__Written request 1__
Please transcribe a passage from the Qanat job system text below, beginning at the words "How to precise" and stopping after the words "running the command.".
__Written request 2__
In the Qanat job system text below, which three values can a runner be set to?
begin Selected text
Running through a job system

One of Qanat’s strength relies on the fact that an experiment can be run locally or through a job system without too much hassle to change between the two options. To do that, Qanat has a concept of a runner that is a value equals to either local, htcondor or slurm. When running an experiment you can use the special option --runner to specify hwo to run the experiment. For example:

qanat experiment run <experiment_name> --runner local|htcondor|slurm [POSITIONAL ARGUMENTS] [OPTIONS] [--submit_template yourtemplate]

When using either htcondor or slurm, a job is submitted rather than executing on the local machine.

How to precise the ressources needed by the job ?

Excellent question! This is done thanks to a submit template that is precised when running the command.

Two options:

  • The submit_template is a name of a template precised in the .qanat/config.yaml file

  • The submit_template is the path to a YAML file precising the ressources and needed variables.
end Selected text
begin Excerpted records
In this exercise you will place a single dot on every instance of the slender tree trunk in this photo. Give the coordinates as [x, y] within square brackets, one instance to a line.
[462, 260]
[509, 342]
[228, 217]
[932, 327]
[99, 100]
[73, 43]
end Excerpted records
begin Excerpted records
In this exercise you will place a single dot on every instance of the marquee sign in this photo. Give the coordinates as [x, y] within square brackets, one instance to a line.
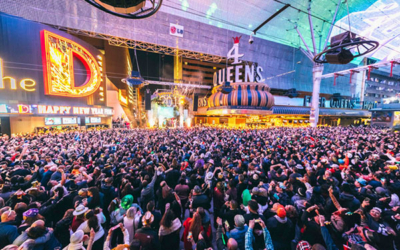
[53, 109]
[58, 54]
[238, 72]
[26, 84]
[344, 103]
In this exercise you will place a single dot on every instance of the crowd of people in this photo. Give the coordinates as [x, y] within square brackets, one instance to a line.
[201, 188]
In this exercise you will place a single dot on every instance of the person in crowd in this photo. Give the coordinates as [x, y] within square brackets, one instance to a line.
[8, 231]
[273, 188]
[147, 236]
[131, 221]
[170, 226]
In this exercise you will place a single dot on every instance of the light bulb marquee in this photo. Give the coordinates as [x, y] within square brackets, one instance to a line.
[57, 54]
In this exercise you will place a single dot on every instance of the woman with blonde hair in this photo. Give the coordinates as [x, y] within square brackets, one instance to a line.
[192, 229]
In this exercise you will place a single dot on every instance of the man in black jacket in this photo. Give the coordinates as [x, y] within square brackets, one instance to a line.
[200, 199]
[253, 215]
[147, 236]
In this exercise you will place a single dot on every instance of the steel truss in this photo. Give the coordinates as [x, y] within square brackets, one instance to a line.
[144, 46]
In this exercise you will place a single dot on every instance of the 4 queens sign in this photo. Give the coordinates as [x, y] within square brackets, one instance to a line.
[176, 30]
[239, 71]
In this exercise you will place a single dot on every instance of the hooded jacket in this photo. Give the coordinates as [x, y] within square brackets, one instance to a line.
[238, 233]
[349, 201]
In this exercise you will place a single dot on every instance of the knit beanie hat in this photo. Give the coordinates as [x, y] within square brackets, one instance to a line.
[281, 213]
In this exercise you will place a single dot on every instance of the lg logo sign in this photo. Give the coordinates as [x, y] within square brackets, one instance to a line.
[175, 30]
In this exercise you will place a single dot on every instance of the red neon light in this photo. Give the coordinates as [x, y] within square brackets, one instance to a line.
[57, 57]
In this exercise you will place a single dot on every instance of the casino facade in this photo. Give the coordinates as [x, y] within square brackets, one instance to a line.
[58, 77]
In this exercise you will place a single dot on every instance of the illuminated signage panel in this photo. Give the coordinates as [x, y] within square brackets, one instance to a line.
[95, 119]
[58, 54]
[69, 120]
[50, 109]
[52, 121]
end Excerpted records
__Expected answer 1__
How to precise the ressources needed by the job ?

Excellent question! This is done thanks to a submit template that is precised when running the command.

__Expected answer 2__
Local, htcondor or slurm.